> TASK DESCRIPTION:
Reproduce the closing run of lines below verbatim, from the line that contains "Every instance of the wooden board" up to and including the final line.

Source records:
*** Begin section ***
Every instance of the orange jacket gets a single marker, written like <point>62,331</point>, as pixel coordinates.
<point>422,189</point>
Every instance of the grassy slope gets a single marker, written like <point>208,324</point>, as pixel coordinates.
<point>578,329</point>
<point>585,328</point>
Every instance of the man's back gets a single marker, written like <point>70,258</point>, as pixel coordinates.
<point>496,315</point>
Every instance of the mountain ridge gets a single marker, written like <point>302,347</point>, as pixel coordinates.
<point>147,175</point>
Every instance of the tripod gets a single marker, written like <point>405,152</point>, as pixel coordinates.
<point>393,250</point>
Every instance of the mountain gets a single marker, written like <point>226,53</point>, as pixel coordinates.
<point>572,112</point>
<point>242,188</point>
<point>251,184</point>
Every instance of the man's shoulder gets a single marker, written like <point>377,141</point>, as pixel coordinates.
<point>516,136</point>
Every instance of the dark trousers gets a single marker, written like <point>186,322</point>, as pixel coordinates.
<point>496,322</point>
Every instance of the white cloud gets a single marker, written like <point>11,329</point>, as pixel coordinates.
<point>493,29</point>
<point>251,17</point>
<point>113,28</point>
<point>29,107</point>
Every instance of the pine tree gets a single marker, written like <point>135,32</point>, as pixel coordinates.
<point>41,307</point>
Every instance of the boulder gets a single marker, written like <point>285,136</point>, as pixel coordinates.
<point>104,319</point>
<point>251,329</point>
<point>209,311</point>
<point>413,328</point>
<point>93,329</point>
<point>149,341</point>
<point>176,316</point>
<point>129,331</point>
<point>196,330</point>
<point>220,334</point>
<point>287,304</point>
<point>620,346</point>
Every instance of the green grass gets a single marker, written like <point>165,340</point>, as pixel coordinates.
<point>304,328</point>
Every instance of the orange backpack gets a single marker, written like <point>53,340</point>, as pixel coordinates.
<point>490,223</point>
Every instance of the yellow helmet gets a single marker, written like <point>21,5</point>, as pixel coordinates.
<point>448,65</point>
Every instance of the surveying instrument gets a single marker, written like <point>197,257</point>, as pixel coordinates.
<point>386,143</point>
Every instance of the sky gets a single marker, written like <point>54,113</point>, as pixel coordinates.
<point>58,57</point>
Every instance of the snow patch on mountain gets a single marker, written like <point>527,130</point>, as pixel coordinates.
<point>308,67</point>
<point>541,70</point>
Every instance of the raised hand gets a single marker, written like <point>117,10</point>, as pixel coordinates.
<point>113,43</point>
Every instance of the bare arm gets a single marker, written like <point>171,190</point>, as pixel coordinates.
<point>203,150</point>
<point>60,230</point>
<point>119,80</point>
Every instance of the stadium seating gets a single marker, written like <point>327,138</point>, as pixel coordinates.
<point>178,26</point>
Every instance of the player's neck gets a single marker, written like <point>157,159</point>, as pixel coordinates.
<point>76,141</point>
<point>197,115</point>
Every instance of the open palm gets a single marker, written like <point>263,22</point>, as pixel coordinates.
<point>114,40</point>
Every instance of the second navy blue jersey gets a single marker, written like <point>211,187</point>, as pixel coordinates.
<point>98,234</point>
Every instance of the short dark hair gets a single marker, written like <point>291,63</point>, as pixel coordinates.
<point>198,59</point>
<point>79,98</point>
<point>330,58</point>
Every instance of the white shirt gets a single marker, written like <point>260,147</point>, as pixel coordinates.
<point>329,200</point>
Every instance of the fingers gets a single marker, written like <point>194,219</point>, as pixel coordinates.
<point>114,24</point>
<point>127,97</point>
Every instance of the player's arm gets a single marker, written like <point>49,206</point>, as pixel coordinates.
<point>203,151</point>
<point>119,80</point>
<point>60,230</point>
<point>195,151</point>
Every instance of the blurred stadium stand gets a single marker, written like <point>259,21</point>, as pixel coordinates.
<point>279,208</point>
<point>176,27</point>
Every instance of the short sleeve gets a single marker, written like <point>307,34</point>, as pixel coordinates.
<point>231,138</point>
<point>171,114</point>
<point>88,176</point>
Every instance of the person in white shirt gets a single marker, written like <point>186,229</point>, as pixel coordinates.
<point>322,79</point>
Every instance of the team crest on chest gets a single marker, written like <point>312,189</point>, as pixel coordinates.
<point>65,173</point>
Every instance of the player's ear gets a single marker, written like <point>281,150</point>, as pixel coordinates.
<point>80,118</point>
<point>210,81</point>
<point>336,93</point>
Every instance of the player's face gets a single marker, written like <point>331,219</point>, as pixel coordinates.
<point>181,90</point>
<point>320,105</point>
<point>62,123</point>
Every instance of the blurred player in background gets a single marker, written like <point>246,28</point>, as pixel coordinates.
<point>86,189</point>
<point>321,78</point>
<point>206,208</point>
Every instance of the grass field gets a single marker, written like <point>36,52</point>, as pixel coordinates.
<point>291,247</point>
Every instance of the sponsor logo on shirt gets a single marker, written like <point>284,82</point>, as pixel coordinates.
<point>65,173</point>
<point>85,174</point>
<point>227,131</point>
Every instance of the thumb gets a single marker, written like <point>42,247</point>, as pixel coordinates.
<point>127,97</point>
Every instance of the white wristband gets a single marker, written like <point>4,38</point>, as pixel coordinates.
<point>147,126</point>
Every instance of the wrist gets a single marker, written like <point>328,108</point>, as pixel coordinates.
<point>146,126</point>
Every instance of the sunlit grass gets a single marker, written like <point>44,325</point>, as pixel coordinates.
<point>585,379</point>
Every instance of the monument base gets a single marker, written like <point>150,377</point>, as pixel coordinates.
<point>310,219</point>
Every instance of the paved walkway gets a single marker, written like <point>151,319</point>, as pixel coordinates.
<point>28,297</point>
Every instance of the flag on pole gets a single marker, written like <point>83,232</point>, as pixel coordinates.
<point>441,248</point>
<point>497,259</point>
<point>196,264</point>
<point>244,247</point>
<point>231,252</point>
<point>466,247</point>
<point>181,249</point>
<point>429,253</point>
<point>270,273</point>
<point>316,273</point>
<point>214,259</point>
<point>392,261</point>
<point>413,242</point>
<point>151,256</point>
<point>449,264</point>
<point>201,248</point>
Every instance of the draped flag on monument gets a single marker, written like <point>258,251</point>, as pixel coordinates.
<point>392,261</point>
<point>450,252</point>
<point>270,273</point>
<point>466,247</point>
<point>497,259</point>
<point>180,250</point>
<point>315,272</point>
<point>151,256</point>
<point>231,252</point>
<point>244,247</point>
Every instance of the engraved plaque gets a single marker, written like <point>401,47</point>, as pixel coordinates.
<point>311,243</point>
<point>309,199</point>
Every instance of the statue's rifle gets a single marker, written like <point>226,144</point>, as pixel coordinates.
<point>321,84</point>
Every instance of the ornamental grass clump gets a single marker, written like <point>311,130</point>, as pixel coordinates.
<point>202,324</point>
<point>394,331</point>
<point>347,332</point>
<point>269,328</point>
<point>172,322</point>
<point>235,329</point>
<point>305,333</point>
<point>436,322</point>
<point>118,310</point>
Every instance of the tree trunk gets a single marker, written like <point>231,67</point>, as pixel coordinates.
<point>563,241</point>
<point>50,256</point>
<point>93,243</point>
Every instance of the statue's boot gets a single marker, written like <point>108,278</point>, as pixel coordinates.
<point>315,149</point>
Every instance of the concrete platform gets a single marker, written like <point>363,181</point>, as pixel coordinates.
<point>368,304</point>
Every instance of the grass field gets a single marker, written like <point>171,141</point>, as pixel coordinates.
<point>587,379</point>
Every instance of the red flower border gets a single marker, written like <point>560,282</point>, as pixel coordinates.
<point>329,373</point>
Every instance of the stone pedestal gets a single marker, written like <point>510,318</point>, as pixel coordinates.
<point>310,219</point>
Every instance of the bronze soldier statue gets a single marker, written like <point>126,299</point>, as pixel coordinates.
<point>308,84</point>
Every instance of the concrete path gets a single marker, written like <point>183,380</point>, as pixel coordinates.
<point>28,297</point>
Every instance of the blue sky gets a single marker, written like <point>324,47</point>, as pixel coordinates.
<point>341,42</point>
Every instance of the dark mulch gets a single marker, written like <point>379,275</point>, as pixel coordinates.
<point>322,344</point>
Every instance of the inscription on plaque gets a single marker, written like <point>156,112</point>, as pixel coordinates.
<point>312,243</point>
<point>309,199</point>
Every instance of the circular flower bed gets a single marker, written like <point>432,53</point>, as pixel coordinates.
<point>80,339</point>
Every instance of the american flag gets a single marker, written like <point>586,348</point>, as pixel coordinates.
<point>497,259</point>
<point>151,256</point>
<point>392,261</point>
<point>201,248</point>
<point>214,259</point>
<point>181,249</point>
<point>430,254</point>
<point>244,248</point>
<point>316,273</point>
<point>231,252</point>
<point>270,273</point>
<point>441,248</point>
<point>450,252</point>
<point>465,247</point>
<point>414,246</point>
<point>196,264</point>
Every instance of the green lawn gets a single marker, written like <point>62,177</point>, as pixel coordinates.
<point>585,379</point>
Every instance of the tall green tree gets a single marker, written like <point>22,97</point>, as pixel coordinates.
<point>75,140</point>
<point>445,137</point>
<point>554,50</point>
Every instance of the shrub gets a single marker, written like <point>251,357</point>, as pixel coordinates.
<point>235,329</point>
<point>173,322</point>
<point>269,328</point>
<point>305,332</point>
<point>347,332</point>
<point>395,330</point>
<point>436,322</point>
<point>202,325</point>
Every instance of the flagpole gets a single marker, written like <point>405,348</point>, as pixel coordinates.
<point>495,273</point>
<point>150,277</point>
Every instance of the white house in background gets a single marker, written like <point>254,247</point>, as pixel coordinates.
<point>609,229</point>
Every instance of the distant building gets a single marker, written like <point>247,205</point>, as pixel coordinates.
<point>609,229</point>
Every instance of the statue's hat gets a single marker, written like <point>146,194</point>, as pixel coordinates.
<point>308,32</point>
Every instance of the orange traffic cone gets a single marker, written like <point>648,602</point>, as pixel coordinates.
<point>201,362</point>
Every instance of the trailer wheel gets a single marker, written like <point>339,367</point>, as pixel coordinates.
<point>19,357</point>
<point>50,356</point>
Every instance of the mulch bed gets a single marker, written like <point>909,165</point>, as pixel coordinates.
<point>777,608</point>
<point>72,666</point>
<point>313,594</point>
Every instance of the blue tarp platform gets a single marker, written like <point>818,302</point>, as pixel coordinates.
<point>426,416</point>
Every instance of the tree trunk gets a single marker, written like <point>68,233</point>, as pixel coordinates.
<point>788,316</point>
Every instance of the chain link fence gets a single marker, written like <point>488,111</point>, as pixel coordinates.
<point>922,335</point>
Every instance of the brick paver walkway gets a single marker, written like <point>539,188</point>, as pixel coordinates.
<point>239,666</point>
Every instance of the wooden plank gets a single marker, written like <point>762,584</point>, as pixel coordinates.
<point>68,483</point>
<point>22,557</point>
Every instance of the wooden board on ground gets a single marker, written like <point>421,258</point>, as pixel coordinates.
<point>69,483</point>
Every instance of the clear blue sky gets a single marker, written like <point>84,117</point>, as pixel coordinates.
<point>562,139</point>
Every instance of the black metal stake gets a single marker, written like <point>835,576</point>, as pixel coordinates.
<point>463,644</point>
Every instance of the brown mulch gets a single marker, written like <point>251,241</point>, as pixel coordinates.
*** End section ***
> RESULT BELOW:
Every instance of the wooden board on ground gets a single marker, written like <point>421,258</point>, as pixel coordinates.
<point>69,483</point>
Every instance of the clear blue sky gets a single marker, written like <point>84,117</point>, as pixel coordinates.
<point>562,139</point>
Every instance of the black metal stake gets a single marker, written like <point>835,576</point>, as pixel coordinates.
<point>463,644</point>
Every instance of the brown mulch gets a single marker, written like <point>251,241</point>, as pixel coordinates.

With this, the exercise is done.